>> START

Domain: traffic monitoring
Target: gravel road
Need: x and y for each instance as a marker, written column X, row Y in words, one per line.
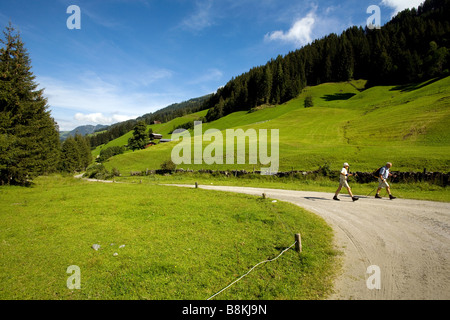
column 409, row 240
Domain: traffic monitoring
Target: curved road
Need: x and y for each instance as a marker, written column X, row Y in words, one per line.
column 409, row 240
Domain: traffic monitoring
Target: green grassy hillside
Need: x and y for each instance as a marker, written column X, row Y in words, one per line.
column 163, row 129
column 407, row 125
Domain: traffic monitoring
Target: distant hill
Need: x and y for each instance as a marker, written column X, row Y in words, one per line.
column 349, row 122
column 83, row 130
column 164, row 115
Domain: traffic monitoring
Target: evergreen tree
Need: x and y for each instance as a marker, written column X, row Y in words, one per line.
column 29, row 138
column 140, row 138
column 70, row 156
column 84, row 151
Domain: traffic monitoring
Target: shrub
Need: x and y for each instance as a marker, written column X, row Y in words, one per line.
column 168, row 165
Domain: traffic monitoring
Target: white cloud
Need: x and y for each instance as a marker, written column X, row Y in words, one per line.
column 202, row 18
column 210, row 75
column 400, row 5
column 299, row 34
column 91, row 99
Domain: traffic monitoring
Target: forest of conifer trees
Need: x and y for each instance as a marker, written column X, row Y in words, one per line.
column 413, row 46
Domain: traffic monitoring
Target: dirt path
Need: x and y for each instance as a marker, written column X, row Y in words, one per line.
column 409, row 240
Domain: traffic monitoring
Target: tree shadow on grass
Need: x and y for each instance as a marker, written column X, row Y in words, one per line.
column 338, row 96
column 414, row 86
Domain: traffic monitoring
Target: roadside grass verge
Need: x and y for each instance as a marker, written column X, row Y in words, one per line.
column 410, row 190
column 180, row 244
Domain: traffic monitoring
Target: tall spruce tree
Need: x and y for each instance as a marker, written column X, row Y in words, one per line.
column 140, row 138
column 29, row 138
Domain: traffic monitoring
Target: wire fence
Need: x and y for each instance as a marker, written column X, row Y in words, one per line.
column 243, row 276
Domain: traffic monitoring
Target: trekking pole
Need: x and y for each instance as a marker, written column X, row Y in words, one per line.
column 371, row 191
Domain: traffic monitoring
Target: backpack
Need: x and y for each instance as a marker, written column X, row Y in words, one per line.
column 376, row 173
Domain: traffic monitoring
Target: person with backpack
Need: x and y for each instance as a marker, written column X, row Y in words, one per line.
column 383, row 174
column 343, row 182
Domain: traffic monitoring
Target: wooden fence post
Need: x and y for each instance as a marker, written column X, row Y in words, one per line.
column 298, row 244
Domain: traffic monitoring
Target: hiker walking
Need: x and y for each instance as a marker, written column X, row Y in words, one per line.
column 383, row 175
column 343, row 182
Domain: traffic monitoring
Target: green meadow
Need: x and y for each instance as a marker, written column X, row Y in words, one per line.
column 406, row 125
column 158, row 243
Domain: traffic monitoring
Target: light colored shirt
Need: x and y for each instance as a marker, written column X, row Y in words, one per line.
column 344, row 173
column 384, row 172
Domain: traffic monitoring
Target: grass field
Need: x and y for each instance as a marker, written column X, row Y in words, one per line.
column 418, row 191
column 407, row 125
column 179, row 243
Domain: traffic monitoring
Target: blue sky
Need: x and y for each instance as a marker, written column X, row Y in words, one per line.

>> END

▶ Challenge: Retype all of the lines above word for word, leaving out the pictures.

▶ The result:
Domain: traffic monitoring
Target: gravel road
Need: x and y for each instance as a marker, written column X, row Y in words, one per line.
column 409, row 240
Domain: traffic monitoring
Target: curved road
Need: x and y for each instance as a marker, written column X, row Y in words, one per line.
column 409, row 240
Domain: traffic monitoring
Target: green grassy hillside
Need: x and y for each instance as a marker, written column X, row Y in words, one per line.
column 163, row 129
column 407, row 125
Domain: traffic monitoring
Target: distant hill
Need: x and y for each instance as a marker, written column X, row Y in words, one per line.
column 349, row 122
column 83, row 130
column 164, row 115
Domain: traffic monitoring
Target: evergreen tree
Need: x and y for each instance as a marker, written column X, row Y in words, one per line.
column 29, row 138
column 140, row 138
column 70, row 156
column 84, row 151
Domain: traffic monitoring
Target: shrub
Need: x and y for each instance as a marker, written column X, row Y in words, one per line.
column 168, row 165
Domain: traffic monitoring
Target: white cloud
Need: x and y for each instance as a marker, written column X, row Y in words, one per line.
column 202, row 18
column 210, row 75
column 400, row 5
column 299, row 34
column 91, row 99
Domain: traffic monitoring
Target: forest of conifer trees
Need: x and y for each instance as a marker, written column X, row Y in words, one per line.
column 413, row 46
Domain: traffic monitoring
Target: dirt path
Need: x and y for each instance as a marker, written column X, row Y in words, one per line.
column 409, row 240
Domain: traffic monitoring
Target: tree shadow on grass
Need: x and y for each instance as a marker, written column X, row Y in words, one per line.
column 338, row 96
column 414, row 86
Domain: traffic monitoring
Target: roadside grass verge
Need: x and y for each instance as a marker, written column X, row Y in words, one per line.
column 410, row 190
column 180, row 244
Domain: traffic monitoring
Target: tall spruce tree
Need: x and y for each instance as a marker, written column X, row Y in words, one per line.
column 140, row 138
column 29, row 138
Domain: traffic monitoring
Target: wire fence
Need: x and y for each instance as a marker, written column X, row Y in words, one per line.
column 243, row 276
Domain: traffic monitoring
Target: trekking pole
Need: x and y for each instance as a marker, written column X, row Y in words, one per line.
column 371, row 191
Domain: traffic monitoring
Target: backpack
Need: x and y for each instance as a marker, written column X, row Y in words, one per line.
column 376, row 173
Domain: traffic monitoring
Target: person with backpack
Need: x and y for each instance as a marker, written column X, row Y in words, one per line.
column 383, row 174
column 343, row 182
Domain: traffic monitoring
Target: wooden fence post
Need: x and y for each instance as a marker, written column X, row Y in words, one per line.
column 298, row 244
Domain: traffic monitoring
Target: hiker walking
Need: x and y for each instance as a marker, written column X, row Y in words, one per line.
column 383, row 175
column 343, row 182
Domain: traffic monitoring
Target: green meadow
Need: x and y for each instance as a marker, written column X, row Y in words, one per line.
column 406, row 125
column 158, row 243
Domain: traffic monitoring
Target: light colored shirt
Need: x and y for each instance as a marker, written column X, row Y in words, one per line.
column 344, row 173
column 384, row 172
Domain: traffic monitoring
Target: grass field
Need: x and y for each instance as a marker, written column X, row Y in words, one per line.
column 418, row 191
column 407, row 125
column 179, row 243
Domain: traffic monitoring
Target: blue sky
Need: x and y for each instance as a marker, written column X, row Y in words, one per line.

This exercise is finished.